STATED TASK:
Print only the line with "For the evaluation set, spot each instance of the man's" and the lines after it, ending with the last line of the material, each exactly as it stands.

□ □ □ □ □

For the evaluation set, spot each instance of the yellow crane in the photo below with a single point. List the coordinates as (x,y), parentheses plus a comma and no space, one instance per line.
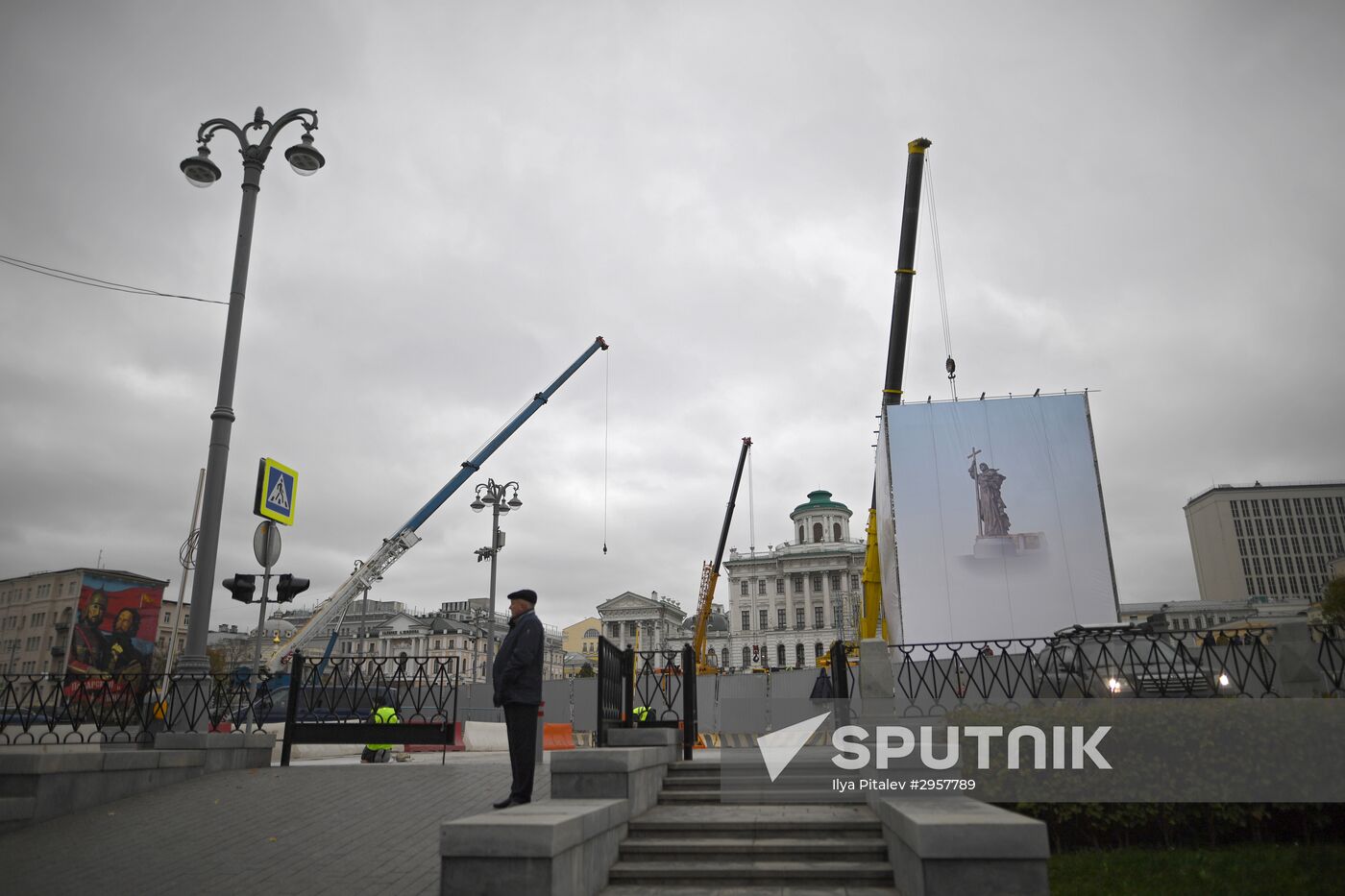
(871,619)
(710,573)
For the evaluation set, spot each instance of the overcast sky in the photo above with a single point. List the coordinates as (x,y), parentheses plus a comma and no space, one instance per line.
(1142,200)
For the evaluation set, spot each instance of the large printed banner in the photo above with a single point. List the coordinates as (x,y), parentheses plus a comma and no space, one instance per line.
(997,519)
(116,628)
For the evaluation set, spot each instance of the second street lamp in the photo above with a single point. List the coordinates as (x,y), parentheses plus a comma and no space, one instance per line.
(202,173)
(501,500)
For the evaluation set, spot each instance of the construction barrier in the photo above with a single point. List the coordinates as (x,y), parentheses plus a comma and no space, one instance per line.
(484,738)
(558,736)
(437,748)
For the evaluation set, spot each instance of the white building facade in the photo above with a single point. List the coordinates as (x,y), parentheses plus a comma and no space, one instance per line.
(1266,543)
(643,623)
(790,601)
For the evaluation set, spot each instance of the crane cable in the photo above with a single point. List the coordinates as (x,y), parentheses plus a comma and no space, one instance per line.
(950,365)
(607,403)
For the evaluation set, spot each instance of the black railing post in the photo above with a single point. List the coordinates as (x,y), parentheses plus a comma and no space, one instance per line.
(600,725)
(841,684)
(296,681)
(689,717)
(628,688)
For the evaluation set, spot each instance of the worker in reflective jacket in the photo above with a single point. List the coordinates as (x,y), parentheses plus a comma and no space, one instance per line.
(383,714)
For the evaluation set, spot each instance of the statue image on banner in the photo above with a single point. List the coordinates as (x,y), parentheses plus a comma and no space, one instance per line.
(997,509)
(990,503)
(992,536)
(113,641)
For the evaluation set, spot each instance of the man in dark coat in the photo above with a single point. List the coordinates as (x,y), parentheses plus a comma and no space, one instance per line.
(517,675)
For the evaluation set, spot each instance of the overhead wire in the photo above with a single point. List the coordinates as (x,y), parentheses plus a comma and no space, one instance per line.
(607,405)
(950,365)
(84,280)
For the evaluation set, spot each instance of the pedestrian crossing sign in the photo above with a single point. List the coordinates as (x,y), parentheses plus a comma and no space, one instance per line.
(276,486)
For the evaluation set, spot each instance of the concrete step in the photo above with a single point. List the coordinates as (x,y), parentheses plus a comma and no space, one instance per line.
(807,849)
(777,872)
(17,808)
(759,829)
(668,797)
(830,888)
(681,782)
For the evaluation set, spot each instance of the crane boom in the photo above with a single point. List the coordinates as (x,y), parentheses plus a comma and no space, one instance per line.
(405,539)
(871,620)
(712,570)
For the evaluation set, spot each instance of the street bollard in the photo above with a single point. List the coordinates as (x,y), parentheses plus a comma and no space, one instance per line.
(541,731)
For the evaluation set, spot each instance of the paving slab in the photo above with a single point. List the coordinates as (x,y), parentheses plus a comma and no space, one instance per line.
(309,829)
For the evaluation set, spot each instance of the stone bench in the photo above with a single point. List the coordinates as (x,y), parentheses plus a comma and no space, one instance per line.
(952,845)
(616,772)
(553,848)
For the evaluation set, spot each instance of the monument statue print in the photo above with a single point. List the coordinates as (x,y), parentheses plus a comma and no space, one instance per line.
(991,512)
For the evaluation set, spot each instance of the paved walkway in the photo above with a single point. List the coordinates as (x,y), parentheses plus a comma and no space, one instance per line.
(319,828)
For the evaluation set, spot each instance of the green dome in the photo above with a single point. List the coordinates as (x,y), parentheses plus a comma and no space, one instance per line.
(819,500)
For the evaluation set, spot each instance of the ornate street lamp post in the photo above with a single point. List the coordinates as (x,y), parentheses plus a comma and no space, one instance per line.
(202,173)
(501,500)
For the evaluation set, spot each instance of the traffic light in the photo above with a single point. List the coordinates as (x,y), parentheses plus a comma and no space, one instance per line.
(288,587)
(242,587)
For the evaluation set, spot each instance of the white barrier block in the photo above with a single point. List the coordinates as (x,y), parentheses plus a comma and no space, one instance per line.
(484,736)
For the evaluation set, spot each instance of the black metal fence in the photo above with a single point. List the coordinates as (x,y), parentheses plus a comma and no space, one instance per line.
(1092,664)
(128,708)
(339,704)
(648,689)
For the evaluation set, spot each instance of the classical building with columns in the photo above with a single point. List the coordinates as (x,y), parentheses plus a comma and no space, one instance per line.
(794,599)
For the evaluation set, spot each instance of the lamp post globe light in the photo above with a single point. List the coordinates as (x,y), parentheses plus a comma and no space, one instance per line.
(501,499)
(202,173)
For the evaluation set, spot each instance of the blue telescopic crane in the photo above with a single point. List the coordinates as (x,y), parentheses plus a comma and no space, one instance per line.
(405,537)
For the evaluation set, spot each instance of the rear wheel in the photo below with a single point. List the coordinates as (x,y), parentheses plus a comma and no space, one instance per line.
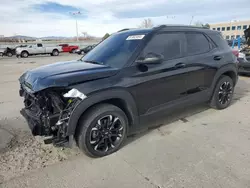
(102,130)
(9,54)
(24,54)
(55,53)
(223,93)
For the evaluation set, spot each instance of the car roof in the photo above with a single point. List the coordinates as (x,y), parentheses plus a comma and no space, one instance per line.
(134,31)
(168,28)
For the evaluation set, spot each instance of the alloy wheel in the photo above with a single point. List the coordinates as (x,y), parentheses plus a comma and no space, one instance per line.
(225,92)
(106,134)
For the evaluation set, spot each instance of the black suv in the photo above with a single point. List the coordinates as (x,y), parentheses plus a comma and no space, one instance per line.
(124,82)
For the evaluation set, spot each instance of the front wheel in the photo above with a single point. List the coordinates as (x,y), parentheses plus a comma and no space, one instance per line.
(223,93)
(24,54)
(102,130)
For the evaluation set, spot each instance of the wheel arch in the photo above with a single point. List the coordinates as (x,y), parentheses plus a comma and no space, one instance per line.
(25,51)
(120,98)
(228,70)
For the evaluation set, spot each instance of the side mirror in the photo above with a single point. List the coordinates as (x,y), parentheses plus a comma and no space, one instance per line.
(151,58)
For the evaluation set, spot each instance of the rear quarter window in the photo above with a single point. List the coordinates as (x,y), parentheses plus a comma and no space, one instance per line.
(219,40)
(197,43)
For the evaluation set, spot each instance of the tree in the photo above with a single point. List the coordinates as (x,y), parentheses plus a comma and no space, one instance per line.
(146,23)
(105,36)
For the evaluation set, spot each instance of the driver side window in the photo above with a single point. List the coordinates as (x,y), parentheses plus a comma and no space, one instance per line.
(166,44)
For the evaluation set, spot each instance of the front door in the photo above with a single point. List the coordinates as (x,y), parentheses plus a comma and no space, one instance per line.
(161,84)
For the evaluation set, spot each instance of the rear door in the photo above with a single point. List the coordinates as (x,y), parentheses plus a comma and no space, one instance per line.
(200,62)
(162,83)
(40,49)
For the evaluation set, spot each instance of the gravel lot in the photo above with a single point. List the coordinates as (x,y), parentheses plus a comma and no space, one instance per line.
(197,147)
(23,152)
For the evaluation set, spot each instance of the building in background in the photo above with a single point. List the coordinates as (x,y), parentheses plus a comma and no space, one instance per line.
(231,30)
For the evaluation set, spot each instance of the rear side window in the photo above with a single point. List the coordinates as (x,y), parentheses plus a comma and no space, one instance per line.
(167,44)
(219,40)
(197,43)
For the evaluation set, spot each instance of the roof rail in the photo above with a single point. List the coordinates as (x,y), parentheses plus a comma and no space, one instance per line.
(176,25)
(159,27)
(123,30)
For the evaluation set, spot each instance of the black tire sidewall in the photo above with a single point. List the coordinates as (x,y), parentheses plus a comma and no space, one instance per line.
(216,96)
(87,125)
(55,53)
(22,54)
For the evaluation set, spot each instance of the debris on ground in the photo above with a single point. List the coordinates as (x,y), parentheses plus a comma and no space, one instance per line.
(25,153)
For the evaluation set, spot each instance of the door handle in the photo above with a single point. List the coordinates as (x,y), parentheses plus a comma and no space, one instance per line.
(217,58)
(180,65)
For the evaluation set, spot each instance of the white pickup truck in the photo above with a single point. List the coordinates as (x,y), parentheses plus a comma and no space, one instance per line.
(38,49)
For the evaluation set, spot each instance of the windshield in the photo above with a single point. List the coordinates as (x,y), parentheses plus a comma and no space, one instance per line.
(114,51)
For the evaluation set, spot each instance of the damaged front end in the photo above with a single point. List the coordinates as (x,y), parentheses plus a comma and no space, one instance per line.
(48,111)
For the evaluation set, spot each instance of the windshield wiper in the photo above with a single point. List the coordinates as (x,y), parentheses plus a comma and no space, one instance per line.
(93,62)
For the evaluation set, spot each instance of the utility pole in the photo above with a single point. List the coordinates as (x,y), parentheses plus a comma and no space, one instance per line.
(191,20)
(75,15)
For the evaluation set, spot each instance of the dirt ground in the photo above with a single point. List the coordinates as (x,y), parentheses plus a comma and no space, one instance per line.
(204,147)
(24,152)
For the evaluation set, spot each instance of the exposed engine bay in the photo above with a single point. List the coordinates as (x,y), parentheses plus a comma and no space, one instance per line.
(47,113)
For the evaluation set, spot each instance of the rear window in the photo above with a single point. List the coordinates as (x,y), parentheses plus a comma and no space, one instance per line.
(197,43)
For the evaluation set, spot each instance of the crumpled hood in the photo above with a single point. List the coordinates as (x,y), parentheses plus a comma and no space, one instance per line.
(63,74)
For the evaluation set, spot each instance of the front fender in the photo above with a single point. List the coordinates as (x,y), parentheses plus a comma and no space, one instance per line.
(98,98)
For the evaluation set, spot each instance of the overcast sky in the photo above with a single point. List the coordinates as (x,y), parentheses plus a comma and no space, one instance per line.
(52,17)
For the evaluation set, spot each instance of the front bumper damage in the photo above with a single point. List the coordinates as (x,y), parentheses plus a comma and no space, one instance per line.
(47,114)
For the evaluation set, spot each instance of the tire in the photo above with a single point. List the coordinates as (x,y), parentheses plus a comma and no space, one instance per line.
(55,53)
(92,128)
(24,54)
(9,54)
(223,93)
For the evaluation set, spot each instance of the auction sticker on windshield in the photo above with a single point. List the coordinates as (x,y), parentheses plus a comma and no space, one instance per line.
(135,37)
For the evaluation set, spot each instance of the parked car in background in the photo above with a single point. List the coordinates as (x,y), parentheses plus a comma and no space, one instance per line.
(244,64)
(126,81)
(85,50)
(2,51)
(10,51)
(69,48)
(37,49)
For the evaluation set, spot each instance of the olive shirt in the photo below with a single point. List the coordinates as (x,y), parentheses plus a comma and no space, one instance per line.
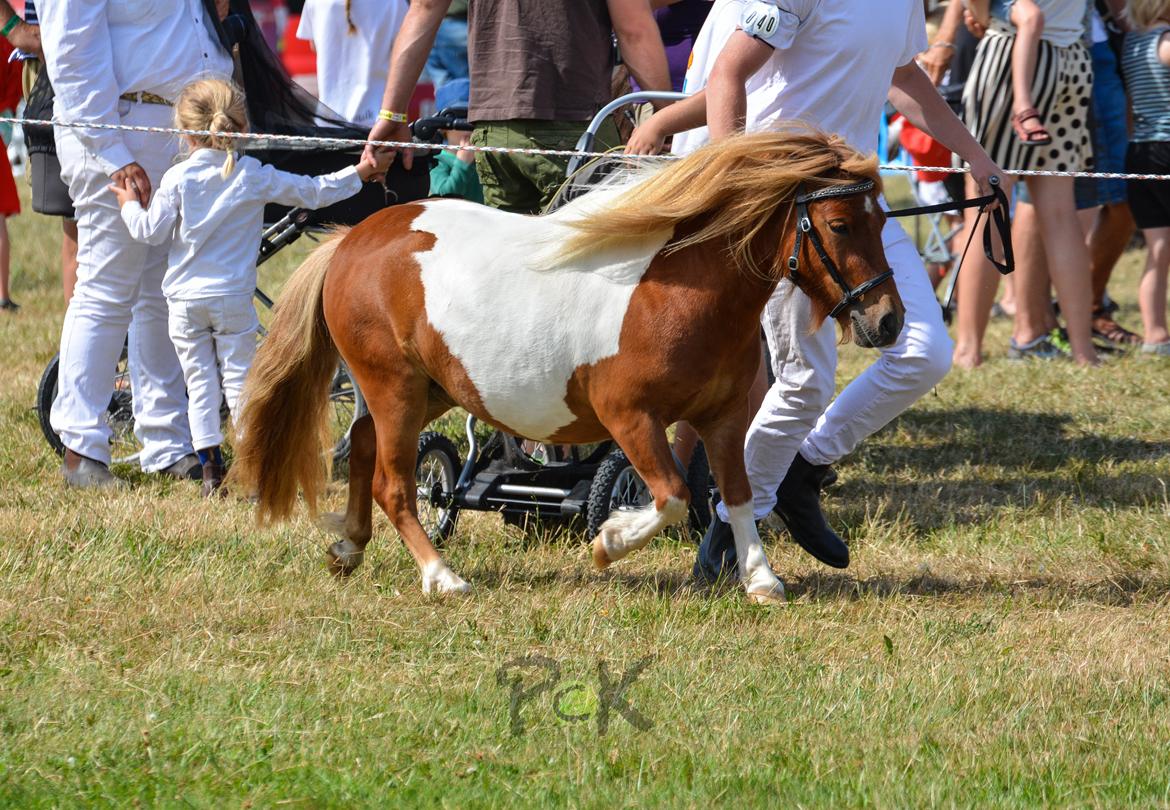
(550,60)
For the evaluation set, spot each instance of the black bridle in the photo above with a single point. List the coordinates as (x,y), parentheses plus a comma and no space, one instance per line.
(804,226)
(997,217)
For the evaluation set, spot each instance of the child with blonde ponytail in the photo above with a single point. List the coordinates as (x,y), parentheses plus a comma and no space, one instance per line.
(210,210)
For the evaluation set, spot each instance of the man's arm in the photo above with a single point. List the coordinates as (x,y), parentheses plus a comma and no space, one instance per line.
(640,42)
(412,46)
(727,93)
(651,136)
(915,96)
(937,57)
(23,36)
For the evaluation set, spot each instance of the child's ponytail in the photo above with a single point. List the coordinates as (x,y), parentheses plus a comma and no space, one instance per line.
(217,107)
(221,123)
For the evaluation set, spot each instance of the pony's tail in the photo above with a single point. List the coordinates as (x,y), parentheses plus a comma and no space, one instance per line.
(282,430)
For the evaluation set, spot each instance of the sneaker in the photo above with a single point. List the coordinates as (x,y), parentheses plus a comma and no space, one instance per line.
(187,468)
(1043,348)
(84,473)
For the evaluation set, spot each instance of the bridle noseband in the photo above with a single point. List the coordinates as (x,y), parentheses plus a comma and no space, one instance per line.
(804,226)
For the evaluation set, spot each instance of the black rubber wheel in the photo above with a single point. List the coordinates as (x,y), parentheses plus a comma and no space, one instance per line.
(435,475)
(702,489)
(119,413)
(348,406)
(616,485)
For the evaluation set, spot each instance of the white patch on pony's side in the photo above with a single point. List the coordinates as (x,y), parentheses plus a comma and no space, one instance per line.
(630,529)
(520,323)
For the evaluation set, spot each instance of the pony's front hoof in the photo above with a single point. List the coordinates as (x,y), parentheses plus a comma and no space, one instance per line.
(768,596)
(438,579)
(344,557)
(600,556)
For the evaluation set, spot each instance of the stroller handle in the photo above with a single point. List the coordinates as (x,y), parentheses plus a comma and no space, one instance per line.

□ □ □ □ □

RESPONSE FOR THIS EXERCISE:
For the evaluation set, spot each instance of the man's arm in the photo above with a single point. List the coordinates as (x,y), parentheses plus a comma and no space, one instance per line.
(640,42)
(412,46)
(727,93)
(651,136)
(915,96)
(937,57)
(23,36)
For the evaluation set, spot each instance of the child's ponytail in the photo above with a single point. List the coordinates as (x,y), parentheses plus a comma and no space, one instance per line.
(217,107)
(221,123)
For the evaluation set, spot each instance of the pony's tail in the photo above with a single point. List the coordinates as (x,y), parentheses plus a comma and no space, one instance per line.
(282,430)
For the evaluation set, spot each instance of the sneaker in the photo above with a single point. List the coordinates as (x,y), parentheses plus a comma and no space, one instance per line.
(187,468)
(1043,348)
(84,473)
For the evaluation set, spot each instance of the bridle noseband in the photo above with a single point. List the coordinates as (x,y), parentheses plus a comma and no space, one instance per line.
(804,226)
For the evaluation set, spot each instance of the black rubber wheel in the photo above with a single point. List the coordinates as (x,y), parentheses plus a comma and no space, one instance per line.
(435,475)
(702,489)
(119,413)
(348,406)
(616,485)
For the evaluation set, spot each instance of the white patch on pony's side in the photo above with a single point. List the coordinates as (x,y), parentheses plus a comma and no space, one instance per line.
(630,529)
(520,323)
For the evaluation set, spot each instance of the pony's front hoof in the photo above with a single point. List the coordinates as (x,y), parentheses plus a comma and no space, one instance per line.
(768,596)
(438,579)
(344,557)
(600,556)
For the evaluation set, spot each instance of the stroller handle in the photo above with a single point. List the coordinates as (x,y), parentheses plus a comma and no space, one instance per line.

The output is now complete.